• Work to do
1. From the Point to Christ Relay activity, reproduce the passage that begins at the words "15-25 minutes" and stops after the words "for each team)".
2. Translate this sentence from the Point to Christ Relay activity into Spanish: "Make sure that there are no obstacles that the runners might stumble over."
3. According to the Point to Christ Relay activity, how many people should be on each team?

Point to Christ Relay


Time

15-25 minutes

Description

This is game that helps participants understand how difficult it can be sometimes to keep our lives pointed toward Christ.

 

Materials

  • Blindfolds (one for each team)
  • Prizes for “enemies or demons.”
  • Prizes for the winning team (optional)
  • Flipchart and markers

 

Preparation

·      Find a wide-open space in which to run the race.  Make sure that there are no obstacles that the runners might stumble over.

·      Select a point in the room or outside that can represent “Christ.”

·      Select starting points around the room or outside that are equidistant from the “Christ” point.

·      Mark off the starting points and three to four relay points of equal distance.  In other words, you want to divide each path to “Christ” into three to four segments.

·      Post the debrief questions on a flipchart, but keep it concealed until the activity is over.  (See the end of this lesson for questions.)

·      Practice the script.

 

Procedure

Use the following script (or modify to suit your needs):

·      “We’re going to run a race today, but it’s going to be a different kind of race.”

·      “This race will be a relay race, which may or may not be familiar to you.”

·      “But in this race, you will be blindfolded!”

·      “AND…each racer will have an enemy who tries to keep you from finishing your race!”

·      “Interested?”

·      “Okay, I’m going to divide you into teams.”  (Divide group into teams of 5-6.  Each team needs to be equally sized.  Extras can serve as additional “enemies/demons.”) 

·      “Now I need a volunteer from each team to be the ‘enemies or demons.’” 

·      “Your job will be to try to prevent the runners on the other teams from reaching their goal, and if you help your team win because you confused the other teams, your team will get a prize (optional).”

·      “So, here’s how this race works.”

·      “Each team will start from their starting point.”  (Indicate starting points for each team.)

·      “One team member will line up on each of your team’s relay points (including the starting point).”  (Indicate relay points for each team, and have the team members take their positions.)

·      When it’s your turn to race, you will have to put on a blindfold.”  (Indicate blindfold and how to put it on.)

·      “If your blindfold is not on correctly, your team can be disqualified, so make sure you get it on so that you can’t see.”

• Record list
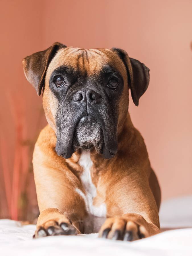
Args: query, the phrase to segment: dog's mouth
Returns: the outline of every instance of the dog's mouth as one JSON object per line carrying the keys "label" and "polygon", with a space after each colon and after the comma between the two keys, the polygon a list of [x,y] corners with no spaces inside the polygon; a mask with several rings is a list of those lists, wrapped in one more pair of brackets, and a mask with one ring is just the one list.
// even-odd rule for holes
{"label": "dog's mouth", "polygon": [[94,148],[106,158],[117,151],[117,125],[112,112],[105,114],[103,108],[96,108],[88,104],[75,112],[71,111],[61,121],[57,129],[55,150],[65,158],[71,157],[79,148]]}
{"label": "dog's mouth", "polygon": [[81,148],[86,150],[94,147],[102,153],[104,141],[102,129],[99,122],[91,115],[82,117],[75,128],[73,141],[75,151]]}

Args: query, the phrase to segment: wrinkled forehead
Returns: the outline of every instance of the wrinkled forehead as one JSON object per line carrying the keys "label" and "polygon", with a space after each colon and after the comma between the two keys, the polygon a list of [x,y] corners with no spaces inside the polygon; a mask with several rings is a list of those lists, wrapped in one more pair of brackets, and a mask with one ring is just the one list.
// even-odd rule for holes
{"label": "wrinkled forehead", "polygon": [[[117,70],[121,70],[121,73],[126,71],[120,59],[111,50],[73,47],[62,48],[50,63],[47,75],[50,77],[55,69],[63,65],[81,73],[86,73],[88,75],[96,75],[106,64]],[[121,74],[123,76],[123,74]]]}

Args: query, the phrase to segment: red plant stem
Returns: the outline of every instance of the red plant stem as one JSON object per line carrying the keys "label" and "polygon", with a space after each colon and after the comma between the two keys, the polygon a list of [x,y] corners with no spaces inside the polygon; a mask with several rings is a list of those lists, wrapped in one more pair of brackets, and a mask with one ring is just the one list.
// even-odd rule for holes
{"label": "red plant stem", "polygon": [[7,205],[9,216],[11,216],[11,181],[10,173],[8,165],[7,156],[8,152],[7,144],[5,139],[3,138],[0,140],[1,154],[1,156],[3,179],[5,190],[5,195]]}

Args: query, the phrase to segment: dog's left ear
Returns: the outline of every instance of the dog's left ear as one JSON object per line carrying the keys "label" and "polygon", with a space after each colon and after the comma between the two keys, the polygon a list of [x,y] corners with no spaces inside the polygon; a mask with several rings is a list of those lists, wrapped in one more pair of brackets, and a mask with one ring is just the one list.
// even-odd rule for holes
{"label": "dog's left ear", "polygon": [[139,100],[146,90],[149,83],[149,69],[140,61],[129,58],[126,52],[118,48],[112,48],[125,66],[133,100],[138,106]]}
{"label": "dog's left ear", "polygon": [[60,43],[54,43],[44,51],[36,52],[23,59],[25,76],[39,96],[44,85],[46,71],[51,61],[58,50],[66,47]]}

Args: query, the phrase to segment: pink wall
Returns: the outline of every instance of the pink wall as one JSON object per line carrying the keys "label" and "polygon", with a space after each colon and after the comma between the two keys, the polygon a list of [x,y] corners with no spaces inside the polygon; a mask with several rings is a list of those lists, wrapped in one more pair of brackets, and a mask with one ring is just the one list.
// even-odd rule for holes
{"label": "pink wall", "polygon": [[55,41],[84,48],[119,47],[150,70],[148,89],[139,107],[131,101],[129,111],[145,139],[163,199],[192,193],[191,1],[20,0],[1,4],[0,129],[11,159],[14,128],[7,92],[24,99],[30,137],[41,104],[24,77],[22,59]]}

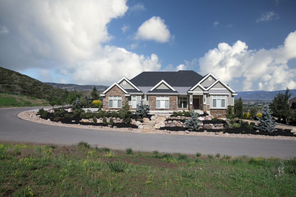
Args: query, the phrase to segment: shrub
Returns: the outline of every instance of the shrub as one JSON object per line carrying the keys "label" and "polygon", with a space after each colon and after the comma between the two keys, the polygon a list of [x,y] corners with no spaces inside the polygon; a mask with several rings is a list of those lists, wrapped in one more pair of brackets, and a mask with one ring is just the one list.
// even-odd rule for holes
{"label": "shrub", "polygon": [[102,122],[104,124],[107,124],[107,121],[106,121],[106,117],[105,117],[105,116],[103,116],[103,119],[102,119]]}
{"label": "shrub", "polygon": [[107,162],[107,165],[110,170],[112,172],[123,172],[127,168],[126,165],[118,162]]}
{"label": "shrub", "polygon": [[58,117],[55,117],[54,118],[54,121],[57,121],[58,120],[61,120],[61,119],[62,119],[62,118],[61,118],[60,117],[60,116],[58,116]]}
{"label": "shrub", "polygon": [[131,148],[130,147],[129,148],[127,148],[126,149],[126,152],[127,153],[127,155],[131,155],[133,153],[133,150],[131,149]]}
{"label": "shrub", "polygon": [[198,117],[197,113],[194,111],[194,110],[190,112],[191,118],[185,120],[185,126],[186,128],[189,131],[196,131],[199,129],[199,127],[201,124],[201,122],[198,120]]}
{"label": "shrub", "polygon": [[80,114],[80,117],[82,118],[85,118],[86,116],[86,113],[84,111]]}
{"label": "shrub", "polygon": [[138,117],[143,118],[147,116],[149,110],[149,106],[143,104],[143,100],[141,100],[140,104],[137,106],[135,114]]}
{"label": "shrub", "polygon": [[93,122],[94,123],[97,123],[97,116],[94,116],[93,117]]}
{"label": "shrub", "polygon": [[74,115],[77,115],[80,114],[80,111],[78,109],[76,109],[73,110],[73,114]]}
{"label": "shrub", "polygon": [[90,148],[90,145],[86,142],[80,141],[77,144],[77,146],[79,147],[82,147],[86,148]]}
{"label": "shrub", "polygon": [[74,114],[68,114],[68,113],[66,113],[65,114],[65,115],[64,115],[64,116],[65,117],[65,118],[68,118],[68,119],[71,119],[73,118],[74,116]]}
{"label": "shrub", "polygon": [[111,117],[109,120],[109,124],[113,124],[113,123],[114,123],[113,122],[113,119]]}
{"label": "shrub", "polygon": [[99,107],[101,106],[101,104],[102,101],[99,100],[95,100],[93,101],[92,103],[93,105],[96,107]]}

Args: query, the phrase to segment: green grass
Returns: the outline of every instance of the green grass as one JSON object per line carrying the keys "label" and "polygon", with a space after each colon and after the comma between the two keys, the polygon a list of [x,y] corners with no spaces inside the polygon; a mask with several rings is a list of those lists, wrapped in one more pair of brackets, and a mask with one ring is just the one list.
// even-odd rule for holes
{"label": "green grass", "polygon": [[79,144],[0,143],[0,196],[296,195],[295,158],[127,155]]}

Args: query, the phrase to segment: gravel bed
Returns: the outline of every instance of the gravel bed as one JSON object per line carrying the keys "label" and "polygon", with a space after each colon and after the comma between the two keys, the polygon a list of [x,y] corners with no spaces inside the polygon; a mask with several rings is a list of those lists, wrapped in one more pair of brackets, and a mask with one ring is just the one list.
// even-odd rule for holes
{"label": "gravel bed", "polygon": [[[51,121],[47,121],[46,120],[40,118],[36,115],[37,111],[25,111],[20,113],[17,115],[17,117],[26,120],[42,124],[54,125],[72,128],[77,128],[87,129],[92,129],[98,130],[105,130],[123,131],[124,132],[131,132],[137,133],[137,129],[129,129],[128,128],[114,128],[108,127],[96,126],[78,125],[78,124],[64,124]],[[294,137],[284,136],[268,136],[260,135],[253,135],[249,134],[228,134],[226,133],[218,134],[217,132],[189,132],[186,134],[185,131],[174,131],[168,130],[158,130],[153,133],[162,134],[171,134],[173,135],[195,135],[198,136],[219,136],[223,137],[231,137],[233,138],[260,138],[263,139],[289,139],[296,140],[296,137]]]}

• Answers by task
1.
15-25 minutes

Description

This is game that helps participants understand how difficult it can be sometimes to keep our lives pointed toward Christ.

 

Materials

  • Blindfolds (one for each team)

2. Asegúrate de que no haya obstáculos con los que los corredores puedan tropezar.

3. Five to six, with every team equally sized.